EXERCISE GOAL: Reproduce the material below word for word, leaving every line unchanged.

━━━ SOURCE RECORDS

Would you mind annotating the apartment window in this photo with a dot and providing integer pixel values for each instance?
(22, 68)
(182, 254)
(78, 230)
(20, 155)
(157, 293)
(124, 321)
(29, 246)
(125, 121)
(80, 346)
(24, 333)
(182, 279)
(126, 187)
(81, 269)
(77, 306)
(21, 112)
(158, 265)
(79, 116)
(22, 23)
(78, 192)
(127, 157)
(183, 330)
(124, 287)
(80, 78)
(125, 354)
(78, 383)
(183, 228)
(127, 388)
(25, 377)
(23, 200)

━━━━━━

EXERCISE RESULT:
Would you mind annotating the apartment window in this photo with a dot and providing integer pixel values for each instance?
(22, 68)
(182, 254)
(78, 230)
(20, 155)
(157, 293)
(124, 321)
(29, 246)
(125, 121)
(80, 346)
(24, 333)
(182, 279)
(126, 187)
(81, 269)
(77, 306)
(21, 112)
(158, 265)
(79, 116)
(22, 23)
(78, 192)
(127, 157)
(183, 330)
(124, 287)
(80, 78)
(125, 354)
(78, 383)
(183, 228)
(127, 388)
(25, 377)
(23, 200)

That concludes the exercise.